_Text_
○ ○ ○
Aristoxenus of Tarentum (Ἀριστόξενος ὁ Ταραντῖνος; born c. 375, fl. 335 BC) was a Greek Peripatetic philosopher, and a pupil of Aristotle. Most of his writings, which dealt with philosophy, ethics and music, have been lost, but one musical treatise, Elements of Harmony (Greek: Ἁρμονικὰ στοιχεῖα; Latin: Elementa harmonica), survives incomplete, as well as some fragments concerning rhythm and meter. The Elements is the chief source of our knowledge of ancient Greek music.

==Life==
Aristoxenus was born at Tarentum (in modern-day Apulia, southern Italy) in Magna Graecia, and was the son of a learned musician named Spintharus (otherwise Mnesias). He learned music from his father, and having then been instructed by Lamprus of Erythrae and Xenophilus the Pythagorean, he finally became a pupil of Aristotle, whom he appears to have rivaled in the variety of his studies.

According to the Suda, he heaped insults on Aristotle after his death, because Aristotle had designated Theophrastus as the next head of the Peripatetic school, a position which Aristoxenus himself had coveted, having achieved great distinction as a pupil of Aristotle. This story is, however, contradicted by Aristocles, who asserts that he only ever mentioned Aristotle with the greatest respect. Nothing is known of his life after the time of Aristotle's departure, apart from a comment in Elementa Harmonica concerning his works.

==Overview of his works==
His writings were said to have consisted of four hundred and fifty-three books, and dealt with philosophy, ethics and music.
Although his final years were in the Peripatetic school, and he hoped to succeed Aristotle on his death, Aristoxenus was strongly influenced by Pythagoreanism, and was only a follower of Aristotle in so far as Aristotle was a follower of Plato and Pythagoras. Thus, as Gibson tells us: "the various philosophical influences"
on Aristoxenus included growing up in the profoundly Pythagorean city of Taras (Tarentum), home also of the two Pythagoreans Archytas and Philolaus, and his father's (Pythagorean) musical background, which he inculcated into his son. Gibson tells us that, after the influence of his father:

The second important influence on Aristoxenos' development was Pythagoreanism: Born in Tarentum, the city in which both Archytas and Philolaos had lived, it can be seen that the extended period of time that Aristoxenus spent in a Pythagorean environment made an indelible impact on the subject matter of his writings. Such titles as "Pythagorou bios", "Peri Pythaorou kai ton guorimon autou" and "Peri tou Pythagorikou biou" indicate Aristoxenus' interest in the society. Furthermore, his works on education show evidence of Pythagorean influence, particularly in their tendency towards conservatism. Most importantly, speculation on the structure of music had its origin in a Pythagorean environment. Its focus was on the numerical relationship between notes and, at its furthest stretch, developed into a comparison between musical, mathematical and cosmological structures.

However, Aristoxenus disagreed with earlier Pythagorean musical theory in several respects, building on their work with ideas of his own. The only work of his that has come down to us is the three books of the Elements of Harmony, an incomplete musical treatise. Aristoxenus' theory had an empirical tendency; in music he held that the notes of the scale are to be judged, not as earlier Pythagoreans had believed, by mathematical ratio, but by the ear. Vitruvius in his De architectura paraphrases the writings of Aristoxenus on music. His ideas were responded to and developed by some later theorists such as Archestratus, and his place in the methodological debate between rationalists and empiricists was commented upon by such writers as Ptolemais of Cyrene.
○ ○ ○
_Problems and tasks_
**A.** Translate this sentence from the text about Aristoxenus into Spanish: "His writings were said to have consisted of four hundred and fifty-three books, and dealt with philosophy, ethics and music."
**B.** Take the text about Aristoxenus further, beginning right after its final sentence.
○ ○ ○
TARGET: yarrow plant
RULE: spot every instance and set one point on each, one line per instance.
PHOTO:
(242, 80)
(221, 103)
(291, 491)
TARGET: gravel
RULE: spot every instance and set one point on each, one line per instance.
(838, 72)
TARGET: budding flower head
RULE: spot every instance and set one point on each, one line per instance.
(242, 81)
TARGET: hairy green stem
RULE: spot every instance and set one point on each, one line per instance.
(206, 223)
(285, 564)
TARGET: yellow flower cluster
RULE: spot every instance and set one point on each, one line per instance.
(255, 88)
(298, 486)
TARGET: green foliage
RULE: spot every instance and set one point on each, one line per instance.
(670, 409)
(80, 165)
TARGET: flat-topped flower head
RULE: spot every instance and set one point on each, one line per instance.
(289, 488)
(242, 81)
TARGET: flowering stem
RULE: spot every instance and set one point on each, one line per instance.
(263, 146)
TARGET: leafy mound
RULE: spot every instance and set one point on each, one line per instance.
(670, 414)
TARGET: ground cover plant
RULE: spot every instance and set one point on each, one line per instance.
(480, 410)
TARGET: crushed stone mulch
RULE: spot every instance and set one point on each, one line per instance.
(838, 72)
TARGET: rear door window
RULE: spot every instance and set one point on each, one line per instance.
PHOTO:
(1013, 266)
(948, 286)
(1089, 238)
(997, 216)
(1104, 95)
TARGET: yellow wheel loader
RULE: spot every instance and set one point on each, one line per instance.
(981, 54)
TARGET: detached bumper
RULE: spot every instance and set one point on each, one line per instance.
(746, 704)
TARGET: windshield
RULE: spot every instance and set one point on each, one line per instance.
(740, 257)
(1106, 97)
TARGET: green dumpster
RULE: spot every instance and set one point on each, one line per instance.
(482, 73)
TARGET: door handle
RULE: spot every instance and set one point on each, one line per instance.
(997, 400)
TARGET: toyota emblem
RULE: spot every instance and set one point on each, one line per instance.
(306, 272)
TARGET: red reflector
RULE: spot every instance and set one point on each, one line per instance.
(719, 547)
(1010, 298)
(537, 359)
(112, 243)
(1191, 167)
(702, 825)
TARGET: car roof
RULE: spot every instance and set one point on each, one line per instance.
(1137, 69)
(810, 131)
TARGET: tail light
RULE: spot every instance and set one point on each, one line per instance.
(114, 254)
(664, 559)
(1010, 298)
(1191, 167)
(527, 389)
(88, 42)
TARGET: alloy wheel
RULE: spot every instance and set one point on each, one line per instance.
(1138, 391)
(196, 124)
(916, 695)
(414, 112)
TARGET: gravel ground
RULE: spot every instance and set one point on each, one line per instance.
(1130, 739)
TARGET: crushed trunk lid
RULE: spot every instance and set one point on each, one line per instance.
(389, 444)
○ ○ ○
_Answers to this exercise_
**A.** Se decía que sus escritos constaban de cuatrocientos cincuenta y tres libros y trataban de filosofía, ética y música.

**B.**
The Pythagorean theory that the soul is a 'harmony' of the four elements composing the body, and therefore mortal ("nothing at all," in the words of Cicero), was ascribed to Aristoxenus (fr. 118–121 Wehrli) and Dicaearchus. This theory is comparable to the one offered by Simmias in Plato's Phaedo.

==Elementa harmonica==
In his Elements of Harmony (also Harmonics), Aristoxenus attempted a complete and systematic exposition of music. The first book contains an explanation of the genera of Greek music, and also of their species; this is followed by some general definitions of terms, particularly those of sound, interval, and system. In the second book Aristoxenus divides music into seven parts, which he takes to be: the genera, intervals, sounds, systems, tones or modes, mutations, and melopoeia. The remainder of the work is taken up with a discussion of the many parts of music according to the order which he had himself prescribed.

While it is often held among modern scholars that Aristoxenus rejected the opinion of the Pythagoreans that arithmetic rules were the ultimate judge of intervals and that in every system there must be found a mathematical coincidence before such a system can be said to be harmonic, Aristoxenus made extensive use of arithmetic terminology, notably to define varieties of semitones and dieses in his descriptions of the various genera.

In his second book he asserted that "by the hearing we judge of the magnitude of an interval, and by the understanding we consider its many powers." And further he wrote, "that the nature of melody is best discovered by the perception of sense, and is retained by memory; and that there is no other way of arriving at the knowledge of music;" and though, he wrote, "others affirm that it is by the study of instruments that we attain this knowledge;" this, he wrote, is talking wildly, "for just as it is not necessary for him who writes an Iambic to attend to the arithmetical proportions of the feet of which it is composed, so it is not necessary for him who writes a Phrygian song to attend to the ratios of the sounds proper thereto." However, this should not be construed as meaning that he postulated a simplistic system of harmony resembling that of modern twelve tone theory, and especially not an equally tempered system. As he urges us to consider, "(a)fter all, with which of the people who argue about the shades of the genera should one agree? Not everyone looks to the same division when tuning the chromatic or the enharmonic, so why should the note a ditone from mesé be called lichanos rather than a small amount higher?"

It is sometimes claimed that the nature of Aristoxenus' scales and genera deviated sharply from his predecessors. That Aristoxenus used a model for creating scales based upon the notion of a topos, or range of pitch location, is fact, but there is no reason to believe that he alone set this precedent as he himself does not make this claim. Indeed, the idea of unfixed pitch locations that cover certain ranges, the limits of which may be defined by fixed points, is a notion that was popular until the modern fixation upon fixed pitch systems, as is indicated by Baroque theoretical systems of pitch and intonation. Another way of stating this, however perhaps less accurate, is that instead of using discrete ratios to place intervals, he used continuously variable quantities.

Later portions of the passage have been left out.